# [Given exercise]
Please reproduce only the entries starting at the line that contains "Can you find the rectangular" and ending at the line that contains "[[634, 567], [698, 544]]", substituting "arched" for "rectangular" and keeping everything else the same.

— begin Record list —

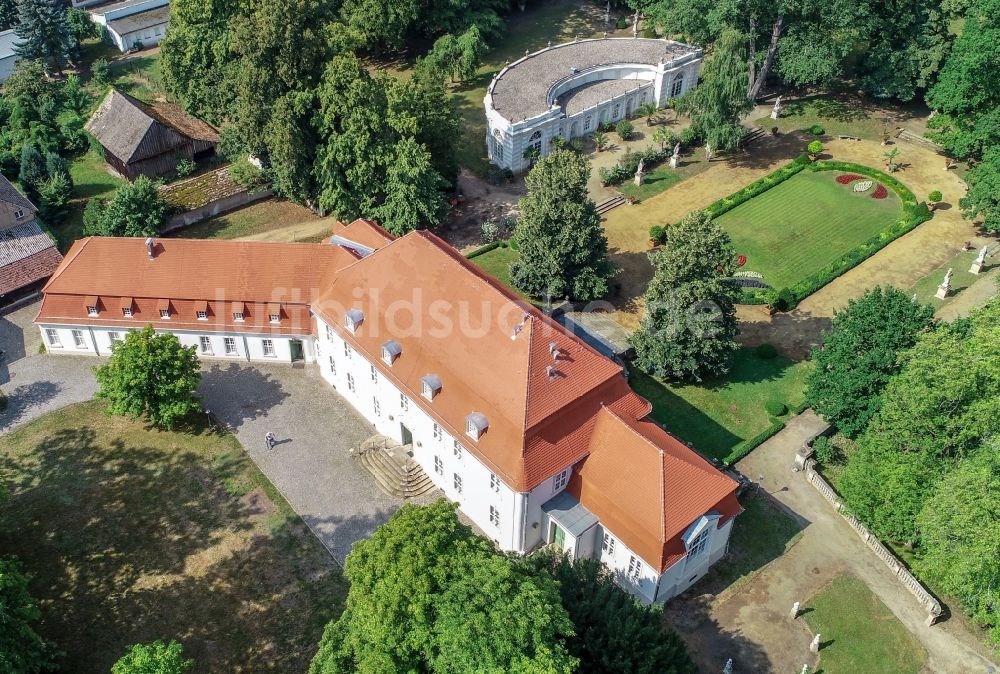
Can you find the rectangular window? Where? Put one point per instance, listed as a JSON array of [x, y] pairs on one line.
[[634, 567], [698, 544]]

— end Record list —
— begin Record list —

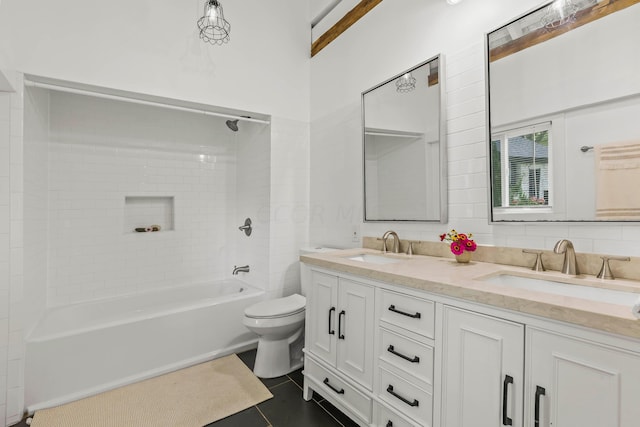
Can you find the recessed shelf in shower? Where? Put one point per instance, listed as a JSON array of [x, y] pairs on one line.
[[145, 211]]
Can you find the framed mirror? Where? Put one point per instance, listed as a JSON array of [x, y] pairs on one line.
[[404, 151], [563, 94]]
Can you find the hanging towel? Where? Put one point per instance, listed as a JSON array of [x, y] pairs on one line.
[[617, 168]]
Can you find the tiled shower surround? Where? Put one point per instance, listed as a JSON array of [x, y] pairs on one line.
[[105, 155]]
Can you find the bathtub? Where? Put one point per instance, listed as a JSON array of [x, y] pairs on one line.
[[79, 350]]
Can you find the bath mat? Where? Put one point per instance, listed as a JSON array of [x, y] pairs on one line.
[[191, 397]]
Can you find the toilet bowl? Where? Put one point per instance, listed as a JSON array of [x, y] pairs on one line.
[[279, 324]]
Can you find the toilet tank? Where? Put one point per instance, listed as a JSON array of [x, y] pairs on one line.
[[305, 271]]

— end Record list —
— begin Record list —

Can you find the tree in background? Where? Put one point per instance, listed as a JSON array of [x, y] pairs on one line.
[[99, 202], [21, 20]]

— end Record list —

# [Expected answer]
Can you find the arched window? Where? Put one point per instance, listed as a JSON array of [x, y] pairs on one line.
[[634, 567], [698, 544]]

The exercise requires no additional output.